__Problem to work on__.
A faithful copy of the data is the goal; set it down exactly, without the images.

__Source material__.
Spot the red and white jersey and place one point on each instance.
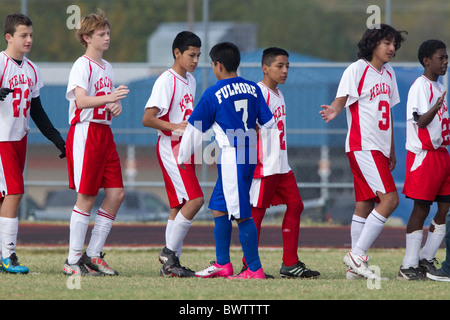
(97, 80)
(26, 81)
(272, 151)
(174, 96)
(422, 96)
(371, 95)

__Result of the exercise__.
Spot the red and white jersey and place one point on each instance.
(97, 80)
(26, 81)
(272, 151)
(174, 96)
(422, 96)
(371, 95)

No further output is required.